>>>
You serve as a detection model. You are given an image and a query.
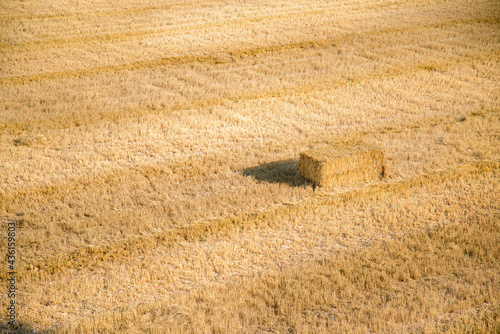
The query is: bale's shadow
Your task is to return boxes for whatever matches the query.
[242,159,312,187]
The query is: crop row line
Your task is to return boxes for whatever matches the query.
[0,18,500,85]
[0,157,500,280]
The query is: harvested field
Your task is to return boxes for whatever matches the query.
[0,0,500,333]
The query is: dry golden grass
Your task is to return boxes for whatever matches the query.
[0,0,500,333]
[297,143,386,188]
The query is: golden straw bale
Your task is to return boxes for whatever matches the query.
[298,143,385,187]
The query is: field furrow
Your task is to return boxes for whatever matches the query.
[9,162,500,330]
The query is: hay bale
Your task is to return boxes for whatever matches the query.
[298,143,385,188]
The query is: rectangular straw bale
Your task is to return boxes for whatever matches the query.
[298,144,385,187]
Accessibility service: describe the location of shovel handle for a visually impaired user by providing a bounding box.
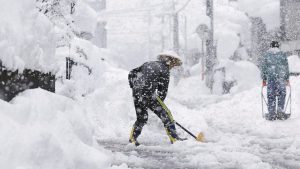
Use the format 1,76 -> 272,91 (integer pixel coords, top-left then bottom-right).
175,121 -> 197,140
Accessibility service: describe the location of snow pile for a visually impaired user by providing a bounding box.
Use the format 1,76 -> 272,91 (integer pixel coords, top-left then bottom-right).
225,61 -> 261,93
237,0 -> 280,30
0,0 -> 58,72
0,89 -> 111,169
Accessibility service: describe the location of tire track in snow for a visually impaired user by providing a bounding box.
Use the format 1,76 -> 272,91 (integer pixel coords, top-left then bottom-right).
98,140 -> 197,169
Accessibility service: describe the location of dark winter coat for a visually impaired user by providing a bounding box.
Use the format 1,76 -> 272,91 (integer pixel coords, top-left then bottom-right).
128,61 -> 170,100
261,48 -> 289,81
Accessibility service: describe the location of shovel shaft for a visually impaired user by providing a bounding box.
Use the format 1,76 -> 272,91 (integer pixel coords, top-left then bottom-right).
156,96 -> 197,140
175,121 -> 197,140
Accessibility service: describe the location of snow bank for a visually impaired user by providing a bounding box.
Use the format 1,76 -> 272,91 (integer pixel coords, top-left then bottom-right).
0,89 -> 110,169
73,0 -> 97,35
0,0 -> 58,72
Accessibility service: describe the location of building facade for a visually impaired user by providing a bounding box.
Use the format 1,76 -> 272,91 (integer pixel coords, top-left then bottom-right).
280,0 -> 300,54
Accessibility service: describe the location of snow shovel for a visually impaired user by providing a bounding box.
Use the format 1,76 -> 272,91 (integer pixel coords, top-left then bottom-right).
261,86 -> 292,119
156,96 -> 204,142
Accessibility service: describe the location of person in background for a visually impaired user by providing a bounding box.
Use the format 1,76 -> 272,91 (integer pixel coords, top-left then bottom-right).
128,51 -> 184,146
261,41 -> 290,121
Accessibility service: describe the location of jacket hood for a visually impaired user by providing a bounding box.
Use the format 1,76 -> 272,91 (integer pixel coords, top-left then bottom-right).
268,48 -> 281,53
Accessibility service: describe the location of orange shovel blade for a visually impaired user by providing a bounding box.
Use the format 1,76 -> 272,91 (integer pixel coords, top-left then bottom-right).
<<<
Task details:
Copy out every one of the records above word for word, leaving out the pictures.

Answer to this exercise:
You serve as a detection model. You are given an image and a query.
The query is: bale's shadow
Your task is to return boxes for whatever matches the query.
[242,159,312,187]
The query is: crop row line
Your task is to return boxes for whatever matches the query.
[0,18,500,85]
[0,157,500,280]
The query is: harvested field
Your task is to return boxes for whatever matches the query.
[0,0,500,333]
The query is: dry golden grass
Your task is to return boxes for whatever matches the query.
[0,0,500,333]
[297,143,386,188]
The query is: golden straw bale
Your task is to return boxes for whatever matches the query.
[298,143,385,187]
The query is: field furrow
Your task is to return boxes for whatever matches the query.
[9,162,500,330]
The query is: hay bale
Your task is to return boxes for whatever matches the query.
[298,143,385,188]
The query is: rectangular straw bale
Your task is to return boxes for whatever matches the query.
[298,144,385,187]
Accessibility service: describe the location of shovel handle for a visually impaired user by providing a bounding box.
Use the format 1,76 -> 272,91 (integer pixel coords, top-left then bottom-right).
175,121 -> 197,140
Accessibility service: describe the location of snow pile for a visually impaired user by providing a bounding box.
Use the format 1,76 -> 272,91 (integer pixel coords, top-left then bottom-right).
225,61 -> 261,93
237,0 -> 280,30
0,0 -> 58,72
0,89 -> 111,169
Accessibility service: describe the location of tire track in snow for a visually impaired user by providing a bounding box.
Use the format 1,76 -> 272,91 (integer pixel coords, top-left then bottom-right).
98,140 -> 197,169
Accessibility service: describe the location of dark winter coat for a visually impaired user by providing a bounding box.
Use the format 1,76 -> 272,91 (integer pixel coords, top-left then bottom-right).
128,61 -> 170,100
261,48 -> 289,81
Accessibility service: describe the location of shovel shaft for a visually impaired user by providing a bounding box.
Use the format 1,76 -> 272,91 (integer pixel coords, top-left then bottom-right).
156,96 -> 197,140
175,121 -> 197,140
Accessibility service: describe the location of snow bank for a visually impaired user by providing a bounding box.
Use the format 1,76 -> 272,91 (integer pixel coords, top-left then bottom-right).
0,89 -> 110,169
73,0 -> 97,35
0,0 -> 58,72
Accessibility service: describe the location of building facade for a visually impaired user by providing a bounding box.
Use the format 1,76 -> 272,91 (integer pixel coords, top-left then bottom-right).
280,0 -> 300,54
Accessibility service: describe the location of snow shovel for a visually impaired user by providing a bounding box.
Use the format 1,76 -> 272,91 (integer pixel coords, top-left then bottom-right).
261,86 -> 292,119
156,96 -> 204,142
Accessibility service: describe the location of person in background for a visually impaired user by providing a bounding box.
Use the format 1,76 -> 272,91 (integer pixel coords, top-left then bottom-right).
128,51 -> 184,146
261,41 -> 290,121
Accessibility service: describe the location of jacket hood for a visually impaired user by providing a bounding box.
Use the format 1,76 -> 272,91 (integer pixel coords, top-left then bottom-right).
268,48 -> 281,53
Accessibility service: describe the location of orange shovel blade for a visually impaired user by providing a bounding box.
Use the format 1,76 -> 272,91 (integer pixel coords, top-left then bottom-right).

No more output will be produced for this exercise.